#### SOURCE RECORDS

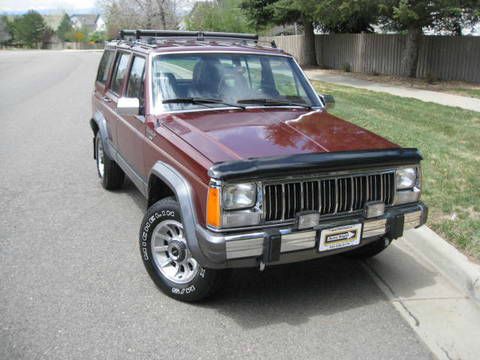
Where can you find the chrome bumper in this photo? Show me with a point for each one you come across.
(225, 249)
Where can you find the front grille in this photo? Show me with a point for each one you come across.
(343, 194)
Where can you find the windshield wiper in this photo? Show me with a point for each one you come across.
(200, 101)
(272, 102)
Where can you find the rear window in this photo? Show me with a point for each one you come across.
(104, 67)
(119, 72)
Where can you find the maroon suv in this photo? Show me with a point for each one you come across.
(240, 161)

########

- **WORK ORDER**
Reproduce the data above line for line, excluding every picture.

- **YOUR RESPONSE**
Where can you find the chrome bumper in this photo? Show me with a point for each one you come across.
(225, 249)
Where can you find the front grille in this photo? Show me with a point for each one you come across.
(343, 194)
Where can you find the windshield wiper in this photo? Show me with a point for each one you come across.
(200, 101)
(272, 102)
Where can you find the rear window in this photo? Show me with a point for each one you come across.
(104, 67)
(119, 72)
Where can you find the maroon suv in this photo? Show me with a point for each one you come across.
(240, 161)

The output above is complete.